Collected data:
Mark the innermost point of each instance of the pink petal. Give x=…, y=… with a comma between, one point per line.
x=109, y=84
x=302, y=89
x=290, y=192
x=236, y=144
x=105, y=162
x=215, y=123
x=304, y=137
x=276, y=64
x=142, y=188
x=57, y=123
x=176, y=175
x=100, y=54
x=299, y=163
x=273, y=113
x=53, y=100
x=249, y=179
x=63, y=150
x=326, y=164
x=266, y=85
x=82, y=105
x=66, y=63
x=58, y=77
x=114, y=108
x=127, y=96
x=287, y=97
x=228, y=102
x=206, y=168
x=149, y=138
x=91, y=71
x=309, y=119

▸ **DESCRIPTION OF THE TASK**: Give each line of the records above again, unchanged.

▸ **EXERCISE RESPONSE**:
Mark the innermost point of each instance of the pink petal. Give x=…, y=… with a comma between, one point per line.
x=109, y=84
x=302, y=89
x=290, y=192
x=236, y=144
x=105, y=162
x=215, y=123
x=304, y=137
x=276, y=64
x=142, y=188
x=57, y=123
x=176, y=175
x=100, y=54
x=299, y=163
x=273, y=113
x=53, y=100
x=249, y=179
x=63, y=150
x=326, y=164
x=266, y=85
x=82, y=105
x=66, y=63
x=58, y=77
x=114, y=108
x=127, y=96
x=287, y=97
x=228, y=102
x=206, y=168
x=149, y=138
x=91, y=71
x=309, y=119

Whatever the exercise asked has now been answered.